§ STATED TASK:
Copy out the part of the items that opens with the line containing "Objective — one point on each instance of the large" and runs through the end of the items, putting "cushion" in place of "pillow" and leaving all else unchanged. Return only that part.
>> Start
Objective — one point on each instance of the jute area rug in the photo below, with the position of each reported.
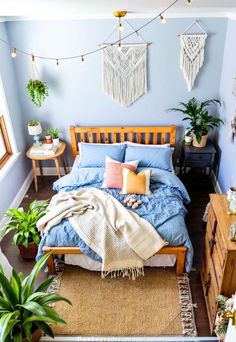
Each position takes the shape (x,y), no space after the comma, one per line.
(157,304)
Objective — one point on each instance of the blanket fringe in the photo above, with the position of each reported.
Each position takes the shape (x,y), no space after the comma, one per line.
(187,313)
(132,273)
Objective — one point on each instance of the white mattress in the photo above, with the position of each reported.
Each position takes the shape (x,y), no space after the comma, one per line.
(162,260)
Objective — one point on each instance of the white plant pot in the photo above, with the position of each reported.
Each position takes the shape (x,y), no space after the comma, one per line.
(35,130)
(188,139)
(56,141)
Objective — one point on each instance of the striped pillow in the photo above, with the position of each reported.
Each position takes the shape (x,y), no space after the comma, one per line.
(113,172)
(136,183)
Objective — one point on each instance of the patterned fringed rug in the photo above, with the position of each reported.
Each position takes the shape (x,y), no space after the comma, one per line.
(158,304)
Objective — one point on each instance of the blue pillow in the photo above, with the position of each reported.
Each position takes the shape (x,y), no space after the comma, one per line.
(94,155)
(152,156)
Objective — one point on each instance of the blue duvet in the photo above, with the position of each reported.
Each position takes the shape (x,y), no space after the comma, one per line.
(164,209)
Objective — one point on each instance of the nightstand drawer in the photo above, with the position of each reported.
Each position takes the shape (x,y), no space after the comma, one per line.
(198,159)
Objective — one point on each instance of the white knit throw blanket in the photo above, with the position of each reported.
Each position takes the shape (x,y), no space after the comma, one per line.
(191,56)
(125,72)
(122,238)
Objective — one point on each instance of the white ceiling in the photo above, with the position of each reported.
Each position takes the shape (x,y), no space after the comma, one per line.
(75,9)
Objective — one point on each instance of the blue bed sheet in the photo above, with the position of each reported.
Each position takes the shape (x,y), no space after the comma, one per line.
(164,209)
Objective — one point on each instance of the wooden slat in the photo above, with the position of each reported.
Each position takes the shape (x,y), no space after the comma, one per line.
(131,131)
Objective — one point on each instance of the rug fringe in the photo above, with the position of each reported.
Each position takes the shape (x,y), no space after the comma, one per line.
(187,312)
(132,273)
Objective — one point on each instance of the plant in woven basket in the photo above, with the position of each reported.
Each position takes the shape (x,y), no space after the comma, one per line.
(225,304)
(24,223)
(38,91)
(201,122)
(24,310)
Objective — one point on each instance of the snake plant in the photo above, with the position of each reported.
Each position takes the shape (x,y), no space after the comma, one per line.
(23,310)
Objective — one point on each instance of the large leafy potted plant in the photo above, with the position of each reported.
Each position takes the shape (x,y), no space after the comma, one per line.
(38,91)
(201,122)
(26,235)
(26,312)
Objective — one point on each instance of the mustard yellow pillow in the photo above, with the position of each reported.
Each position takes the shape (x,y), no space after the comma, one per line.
(136,183)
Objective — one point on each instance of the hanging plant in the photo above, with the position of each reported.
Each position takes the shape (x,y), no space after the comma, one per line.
>> End
§ TASK OUTPUT:
Objective — one point on each instance of the large leafy potted plant in the photo above, with the position of each reported.
Each position takes the shape (x,y), no space after the comma, one per line.
(38,91)
(201,122)
(26,235)
(26,312)
Objective — one point on each instance of the mustard yellow cushion in the photo above, with the position of each reported.
Each position takes the shape (x,y), no space after the comma, one per line.
(136,183)
Objective — one point on each instance of the hanging plant in the photo above, with the position of each reported.
Each position takes the shape (x,y), no space after the comma, one per line.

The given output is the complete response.